◆ **AUFGABE 1**
Stimmen die Aussagen (a), (b) und (c) mit dem Interview über das Projekt REMEMBERING überein? Antworte jeweils mit Ja oder Nein und zitiere die entscheidenden Worte aus dem Interview.

(a) Das Kernteam besteht aus 13 Personen aus beiden Ländern.
(b) Das Projekt sollte von Anfang an als Kinofilm erzählt werden.
(c) Schon bei der Bewerbung wurde das Wissen über die eigene Familiengeschichte abgefragt.
◆ **AUFGABE 2**
Schreibe das Interview über das Projekt REMEMBERING nach seinem letzten Satz weiter.

◆ **SEITENAUSZUG**
::::

War die Reise somit der Auslöser für das Projekt?

Auch. Aber es gab noch anderes, was mich inspiriert hat. Zum Beispiel den wichtigen Film „The Flat“ von Arnon Goldfinger. Das ist ein sehr beeindruckender Dokumentarfilm, mit einem sehr persönlichen Blick auf beide Seiten der Geschichte. Ich habe mich gefragt, wie sehen das eigentlich heute Zwanzigjährige? Spielt der Holocaust noch eine Rolle im Leben von Jugendlichen? Und wie sieht Erinnerung aus, in Deutschland und in Israel?

Und das wolltet ihr herausfinden.

Ja. Es war von Anfang an klar, dass REMEMBERING nur mit modernen Mitteln erzählt werden kann, also im Internet. Ich habe ein Konzept geschrieben und nach und nach Leute gesucht, die zu dem Projekt passen. Unser Kernteam besteht heute aus 13 Leuten aus beiden Ländern, darunter Filmemacher, Journalisten, Historiker, Pädagogen, Übersetzer, Programmierer und Grafiker.

Wie habt ihr die jugendlichen Teilnehmer gefunden?

Das war nicht ganz einfach, da wir bereits mit der Bewerbung Motivation und Wissen über die eigene Familiengeschichte abgefragt haben. Wir wollten wissen, mit wem wir es zu tun haben. Außerdem war uns wichtig, eine möglichst heterogen Gruppe zusammenstellen. Ich denke, das ist uns gelungen.

::::

◆ **EXTRAHIERTE DATEN**

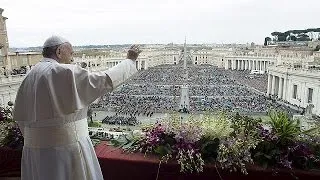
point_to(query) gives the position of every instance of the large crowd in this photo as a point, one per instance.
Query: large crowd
(158, 90)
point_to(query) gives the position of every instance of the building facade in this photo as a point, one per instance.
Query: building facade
(298, 86)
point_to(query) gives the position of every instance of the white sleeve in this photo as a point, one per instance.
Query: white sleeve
(83, 87)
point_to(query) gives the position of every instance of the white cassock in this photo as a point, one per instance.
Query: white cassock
(51, 110)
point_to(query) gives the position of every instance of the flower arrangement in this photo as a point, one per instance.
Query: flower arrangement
(229, 141)
(10, 134)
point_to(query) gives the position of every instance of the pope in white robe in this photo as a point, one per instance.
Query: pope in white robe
(51, 110)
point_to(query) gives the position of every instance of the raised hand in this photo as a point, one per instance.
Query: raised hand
(133, 52)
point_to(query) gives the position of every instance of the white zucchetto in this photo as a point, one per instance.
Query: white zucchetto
(54, 41)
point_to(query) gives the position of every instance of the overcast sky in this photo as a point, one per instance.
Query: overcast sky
(85, 22)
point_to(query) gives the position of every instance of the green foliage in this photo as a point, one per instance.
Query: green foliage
(286, 129)
(245, 126)
(209, 149)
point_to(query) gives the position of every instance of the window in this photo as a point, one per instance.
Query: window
(294, 95)
(310, 93)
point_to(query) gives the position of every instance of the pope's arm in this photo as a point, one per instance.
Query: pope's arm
(85, 87)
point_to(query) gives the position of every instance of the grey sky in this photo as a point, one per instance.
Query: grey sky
(86, 22)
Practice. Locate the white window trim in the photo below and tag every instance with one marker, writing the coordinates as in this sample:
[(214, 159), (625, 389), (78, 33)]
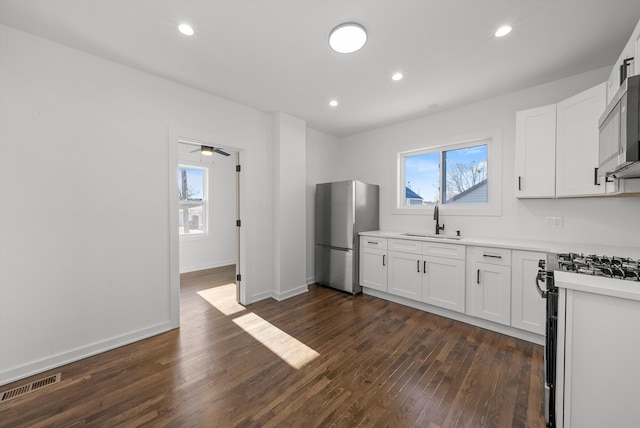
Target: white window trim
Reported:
[(205, 190), (494, 190)]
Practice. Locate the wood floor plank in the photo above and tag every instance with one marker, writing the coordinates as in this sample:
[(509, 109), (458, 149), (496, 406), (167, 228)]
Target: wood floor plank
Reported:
[(378, 364)]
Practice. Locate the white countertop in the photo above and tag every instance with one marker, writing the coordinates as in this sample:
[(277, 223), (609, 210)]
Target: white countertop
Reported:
[(519, 244), (598, 285)]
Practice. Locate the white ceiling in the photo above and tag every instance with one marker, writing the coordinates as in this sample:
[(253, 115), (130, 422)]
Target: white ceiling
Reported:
[(273, 54)]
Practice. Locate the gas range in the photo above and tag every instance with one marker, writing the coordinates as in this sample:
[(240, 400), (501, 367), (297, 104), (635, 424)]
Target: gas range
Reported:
[(609, 267)]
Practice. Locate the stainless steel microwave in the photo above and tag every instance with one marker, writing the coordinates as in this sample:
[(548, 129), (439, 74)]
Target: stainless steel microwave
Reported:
[(620, 133)]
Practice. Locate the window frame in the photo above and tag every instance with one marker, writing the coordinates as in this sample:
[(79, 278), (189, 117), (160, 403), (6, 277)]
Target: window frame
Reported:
[(205, 199), (493, 206)]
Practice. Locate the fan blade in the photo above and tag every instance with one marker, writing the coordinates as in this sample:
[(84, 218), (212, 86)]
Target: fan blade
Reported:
[(222, 152)]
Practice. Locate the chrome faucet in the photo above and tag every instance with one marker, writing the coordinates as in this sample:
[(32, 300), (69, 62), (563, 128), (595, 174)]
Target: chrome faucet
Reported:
[(436, 217)]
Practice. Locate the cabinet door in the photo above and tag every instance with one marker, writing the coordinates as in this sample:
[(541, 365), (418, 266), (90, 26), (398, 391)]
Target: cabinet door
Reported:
[(489, 288), (527, 306), (577, 138), (405, 275), (373, 268), (443, 283), (535, 152)]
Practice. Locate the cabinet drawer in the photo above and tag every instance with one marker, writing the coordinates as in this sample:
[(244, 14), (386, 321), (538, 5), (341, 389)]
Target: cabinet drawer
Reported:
[(437, 249), (493, 256), (405, 246), (371, 242)]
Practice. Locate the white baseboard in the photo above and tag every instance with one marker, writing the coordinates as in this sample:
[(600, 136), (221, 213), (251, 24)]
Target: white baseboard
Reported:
[(35, 367), (194, 268), (290, 293)]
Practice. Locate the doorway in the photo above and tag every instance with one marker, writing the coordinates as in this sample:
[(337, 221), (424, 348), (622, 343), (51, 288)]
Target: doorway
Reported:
[(209, 210)]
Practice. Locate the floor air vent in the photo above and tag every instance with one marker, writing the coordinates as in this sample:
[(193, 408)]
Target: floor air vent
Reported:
[(30, 387)]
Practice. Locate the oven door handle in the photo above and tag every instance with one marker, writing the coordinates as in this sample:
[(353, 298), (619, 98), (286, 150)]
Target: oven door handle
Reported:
[(542, 293)]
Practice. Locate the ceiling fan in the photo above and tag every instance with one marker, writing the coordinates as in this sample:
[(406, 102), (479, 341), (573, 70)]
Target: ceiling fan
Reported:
[(208, 151)]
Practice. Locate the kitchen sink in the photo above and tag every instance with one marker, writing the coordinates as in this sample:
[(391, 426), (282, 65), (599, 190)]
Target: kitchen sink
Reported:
[(432, 235)]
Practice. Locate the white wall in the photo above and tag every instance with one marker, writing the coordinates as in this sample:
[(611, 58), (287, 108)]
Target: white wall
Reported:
[(372, 157), (289, 206), (85, 174), (323, 153), (218, 246)]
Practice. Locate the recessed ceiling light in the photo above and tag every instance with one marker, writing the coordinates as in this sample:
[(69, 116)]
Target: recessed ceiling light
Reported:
[(348, 37), (185, 29), (503, 31)]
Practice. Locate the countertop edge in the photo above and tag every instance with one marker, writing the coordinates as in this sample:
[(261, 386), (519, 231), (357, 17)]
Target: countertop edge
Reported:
[(611, 287), (518, 244)]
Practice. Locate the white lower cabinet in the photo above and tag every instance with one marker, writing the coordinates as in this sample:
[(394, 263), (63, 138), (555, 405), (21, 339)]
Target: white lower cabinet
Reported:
[(494, 284), (373, 268), (373, 262), (405, 275), (443, 283), (527, 306), (489, 284), (443, 270), (430, 272)]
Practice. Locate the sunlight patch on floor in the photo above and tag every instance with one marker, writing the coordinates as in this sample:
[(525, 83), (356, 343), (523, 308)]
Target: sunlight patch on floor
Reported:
[(223, 298), (290, 349)]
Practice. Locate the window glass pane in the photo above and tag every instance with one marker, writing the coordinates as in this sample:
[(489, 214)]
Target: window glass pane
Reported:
[(191, 200), (466, 177), (422, 177)]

::::

◆ **ERGEBNIS 1**
(a) Ja: „Unser Kernteam besteht heute aus 13 Leuten aus beiden Ländern“
(b) Nein: „dass REMEMBERING nur mit modernen Mitteln erzählt werden kann, also im Internet“
(c) Ja: „da wir bereits mit der Bewerbung Motivation und Wissen über die eigene Familiengeschichte abgefragt haben“

◆ **ERGEBNIS 2**
Einige der teilnehmenden Jugendlichen aus Deutschland und Israel

Einige der teilnehmenden Jugendlichen aus Deutschland und Israel

Die Aufgabe der Jugendlichen ist es nun, sich mit ihrer Vergangenheit auseinanderzusetzen. Wie wurden sie darauf vorbereitet?

In der Auftakt-Woche in Deutschland waren wir sieben Tage zusammen. Es gab verschiedene Workshops mit praktischen Übungen, zum Beispiel über filmisches Erzählen, multimediale Erzähltechniken und ein historisches Seminar, mit jeweils zwei Teamern, einem aus Israel und einem aus Deutschland. Inzwischen sind unsere Teilnehmer dabei, Rechercheergebnisse abzubilden, ihren Kurzfilm zu drehen und ihre Multimedia-Stories zu bauen.

Wie sehen diese aus?

Inzwischen haben wir einiges Material bekommen, die Teilnehmer setzen sich sehr kritisch und reflektiert mit dem Thema Holocaust und der eigenen Familiengeschichte auseinander. Unsere Aufgabe dabei ist es, sie darin zu unterstützen, ihre eigenen Geschichten zu erzählen. Der Bezug zur eigenen Familie ist uns dabei wichtig.

Was sind die Motive der Jugendlichen, bei dem Projekt mitzumachen?

Die Teilnehmer sind sehr an ihrer eigenen Familiengeschichte interessiert und haben das Projekt zum Anlass genommen, genauer nachzufragen. Aber auch der Austausch ist für alle sehr wichtig. Für fast alle in der Gruppe war es das erste Mal, sich mit der jeweils anderen Seite über den Holocaust auseinanderzusetzen. Für die meisten Israelis war es die erste Reise nach Deutschland und bei der zweiten Begegnung im Oktober werden viele deutsche Teilnehmer das erste Mal nach Israel fahren. Das ist schon aufregend und es ist schön zu sehen, wie viel die Teilnehmer voneinander wissen wollen und wie schnell alle sehr vertraut miteinander umgegangen sind. Wir haben schon jetzt eine richtig eingeschworene Gruppe. Das Ziel, Verständigung zu schaffen haben wir schon mal erreicht.

Hast du selbst mit deinen Eltern über den zweiten Weltkrieg gesprochen?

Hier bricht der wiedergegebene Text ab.